**Source document:**
· · · · · · ·
In late July, I took my first dose of Tamoxifen. It was strangely ceremonial because I had for so long considered the drug just short of a nightmare. It was one of those moments where you just do it because you’re told and don’t have any other options…like chemo…like surgery. I was terrified but, frankly, just too worn out on the topic to resist any longer.
Because I’m pre-menopausal, my body is still creating plenty of estrogen. But, my type of cancer thrived on estrogen. Removing estrogen from my body can “starve” any pesky cancer cells that may be still floating around trying to take up shop somewhere in my body and kill me. That’s where Tamoxifen comes into play. The 5-year daily pill is able to protect breast cells (or rogue breast cancer cells) from estrogen uptake without tinkering with other important things that need estrogen like bones.
Why was I scared of a drug known to significantly reduce chances of recurrence of estrogen receptive breast cancer? Some women do not tolerate the drug well and I had heard of a myriad of awful side effects. The official list of side effects were very similar to going through natural menopause, but more severe. Loss of libido, mood, and skin changes were top concerns for me. I was afraid it would turn me into a tired, cranky, dried up piece of toast. I already refer to myself as a broke-down Pinto so the “toast” factor was almost too much to bare.
· · · · · · ·
**Extracted entries:**
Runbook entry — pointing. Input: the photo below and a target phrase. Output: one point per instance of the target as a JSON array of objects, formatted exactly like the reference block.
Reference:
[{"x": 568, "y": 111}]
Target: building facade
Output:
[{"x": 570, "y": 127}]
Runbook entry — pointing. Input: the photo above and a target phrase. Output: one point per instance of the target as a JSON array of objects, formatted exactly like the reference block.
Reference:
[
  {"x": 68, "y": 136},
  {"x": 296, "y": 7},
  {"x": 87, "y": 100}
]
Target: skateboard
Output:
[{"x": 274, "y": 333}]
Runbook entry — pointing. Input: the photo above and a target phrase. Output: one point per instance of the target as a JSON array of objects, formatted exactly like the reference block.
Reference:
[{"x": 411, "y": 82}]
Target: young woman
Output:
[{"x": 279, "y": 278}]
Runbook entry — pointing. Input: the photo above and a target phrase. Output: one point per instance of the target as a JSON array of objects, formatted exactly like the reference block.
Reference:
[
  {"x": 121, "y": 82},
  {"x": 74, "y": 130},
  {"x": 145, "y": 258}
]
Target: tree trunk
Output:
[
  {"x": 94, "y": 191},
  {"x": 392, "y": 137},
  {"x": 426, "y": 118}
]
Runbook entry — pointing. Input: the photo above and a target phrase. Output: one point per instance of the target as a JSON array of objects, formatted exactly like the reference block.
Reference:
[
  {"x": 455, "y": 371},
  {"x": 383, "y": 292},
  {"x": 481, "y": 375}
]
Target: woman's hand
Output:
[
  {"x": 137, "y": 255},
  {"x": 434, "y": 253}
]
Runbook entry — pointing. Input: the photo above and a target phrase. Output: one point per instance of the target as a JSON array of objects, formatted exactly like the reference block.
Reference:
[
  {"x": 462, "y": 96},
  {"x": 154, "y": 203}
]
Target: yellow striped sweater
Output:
· · · · · · ·
**Problem description:**
Please extract the part of the Tamoxifen text between "Why was I scared" and "much to bare.", inclusive. None of these lines has anything to do with the Tamoxifen text.

**Finished exercise:**
Why was I scared of a drug known to significantly reduce chances of recurrence of estrogen receptive breast cancer? Some women do not tolerate the drug well and I had heard of a myriad of awful side effects. The official list of side effects were very similar to going through natural menopause, but more severe. Loss of libido, mood, and skin changes were top concerns for me. I was afraid it would turn me into a tired, cranky, dried up piece of toast. I already refer to myself as a broke-down Pinto so the “toast” factor was almost too much to bare.